Given data =>
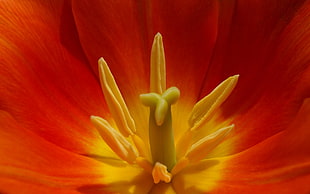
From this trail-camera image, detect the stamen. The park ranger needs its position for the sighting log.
[152,162,172,184]
[90,116,138,164]
[98,58,136,137]
[188,75,239,131]
[171,157,189,176]
[140,87,180,170]
[150,33,166,94]
[136,157,153,174]
[186,125,235,162]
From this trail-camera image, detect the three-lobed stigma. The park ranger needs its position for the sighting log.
[91,33,239,184]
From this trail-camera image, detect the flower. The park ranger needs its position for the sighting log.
[0,0,310,193]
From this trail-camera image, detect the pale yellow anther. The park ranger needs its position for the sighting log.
[150,33,166,94]
[90,116,138,164]
[98,58,136,137]
[136,157,153,174]
[186,125,234,162]
[131,134,150,157]
[188,75,239,131]
[152,162,172,184]
[171,157,189,176]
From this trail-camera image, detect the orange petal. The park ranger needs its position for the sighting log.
[216,99,310,193]
[0,1,107,154]
[0,111,103,193]
[196,1,310,155]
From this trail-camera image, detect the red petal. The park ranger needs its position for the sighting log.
[216,99,310,193]
[73,1,218,100]
[0,111,102,193]
[199,0,310,152]
[0,0,111,154]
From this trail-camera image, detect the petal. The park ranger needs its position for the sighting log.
[0,111,103,193]
[72,0,218,142]
[0,0,111,155]
[216,99,310,193]
[196,0,310,155]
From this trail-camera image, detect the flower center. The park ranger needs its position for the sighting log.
[91,33,239,183]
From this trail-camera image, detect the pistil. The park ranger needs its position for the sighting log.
[140,87,180,171]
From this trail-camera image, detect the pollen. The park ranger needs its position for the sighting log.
[90,33,239,184]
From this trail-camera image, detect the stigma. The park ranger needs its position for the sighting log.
[90,33,239,184]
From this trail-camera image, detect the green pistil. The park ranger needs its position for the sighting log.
[140,87,180,171]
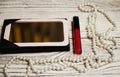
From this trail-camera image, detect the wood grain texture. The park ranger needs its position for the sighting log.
[0,0,120,77]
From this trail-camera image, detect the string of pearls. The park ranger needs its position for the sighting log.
[3,3,116,77]
[79,3,116,57]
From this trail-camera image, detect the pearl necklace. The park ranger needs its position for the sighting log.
[3,3,116,77]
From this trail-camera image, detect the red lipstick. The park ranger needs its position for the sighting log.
[73,16,82,54]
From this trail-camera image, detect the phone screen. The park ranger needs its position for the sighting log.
[9,22,64,43]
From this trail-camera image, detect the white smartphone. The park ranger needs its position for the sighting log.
[4,19,69,47]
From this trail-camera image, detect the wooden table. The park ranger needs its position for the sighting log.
[0,0,120,77]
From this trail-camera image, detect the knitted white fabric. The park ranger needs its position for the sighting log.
[0,3,116,77]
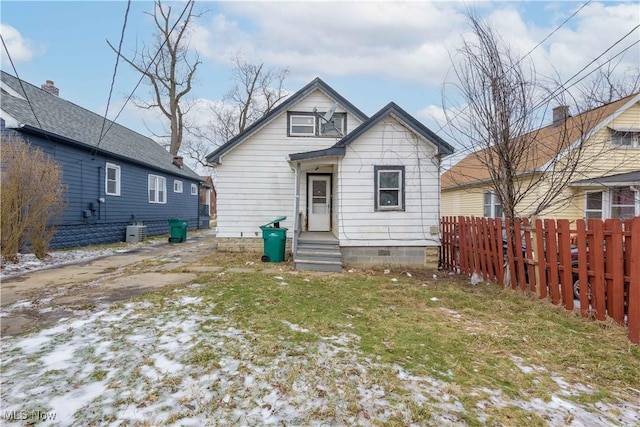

Task directions =>
Update the records by replacing "trail-camera image" with "field photo" in every line and keeping everything else the same. Leave the pictures out.

Result of the task =>
From this field photo, detect the stamen. The park ranger needs its position for the sighting log.
[152,162,172,184]
[90,116,138,164]
[98,58,136,137]
[188,75,239,131]
[171,157,189,176]
[140,87,180,170]
[150,33,166,94]
[136,157,153,174]
[186,125,235,162]
From this field photo, detect the three-lobed stigma. The park ranger needs its position for the sighting log.
[91,33,239,184]
From this field photo, detect the flower. The park ranger needs its position for the sighting log.
[0,0,310,193]
From this field photo, detect the pale yellow anther. The park ranger needs its position for the sighting log.
[150,33,166,94]
[90,116,138,164]
[98,58,136,137]
[136,157,153,174]
[186,125,234,162]
[131,134,150,157]
[188,75,239,131]
[152,162,172,184]
[171,157,189,176]
From this field photo, detect the orange petal. The park ranger needs its position for the sighting log.
[216,99,310,193]
[0,1,107,154]
[0,111,103,193]
[196,1,310,155]
From this field photo, detect the red petal. The park ranger needs its position for the sighting log.
[216,99,310,193]
[73,1,218,100]
[0,111,102,193]
[199,0,310,152]
[0,0,111,154]
From this field photo, detect the petal. The park ranger needs its position for the sighting log.
[0,111,103,193]
[72,0,218,142]
[0,0,111,155]
[216,99,310,193]
[196,0,310,155]
From this field photo, detect the flower center. The park ranger needs its position for the sighting log.
[91,33,239,183]
From this field photo, detect the pistil. The park ranger needs its position for the sighting log.
[140,87,180,171]
From this field photo, detect the pollen. The park ranger needs its position for the sighting log.
[90,33,239,184]
From this field photo, detect the stigma. The park ranger needs its position for the sighting log.
[90,33,239,184]
From this field photo, detect the green pistil. The park ranger needs its position for the sighting log.
[140,87,180,171]
From this field photo, detect the wood grain texture. The park ranger needs its position for the sighting log.
[0,0,120,77]
From this field photo, detect the string of pearls. The park ranger needs its position for the sighting log.
[3,3,116,77]
[79,3,116,57]
From this field photo, detect the pearl necklace. The park ranger needs its position for the sighting log.
[3,3,116,77]
From this field photo, detect the red lipstick. The park ranger needs its position for the sighting log.
[73,16,82,54]
From this field photo, detect the phone screen. The park ranger needs its position for the sighting log.
[9,22,64,43]
From this field photo, detect the white smartphone. The park ranger needs its position for the sighting log.
[4,19,69,47]
From this field photo, detect the wooden table. The park ranger needs its position for the sighting log.
[0,0,120,77]
From this field photo, detect the knitted white fabric. The park ranger needs its position for the sighting log.
[0,3,116,77]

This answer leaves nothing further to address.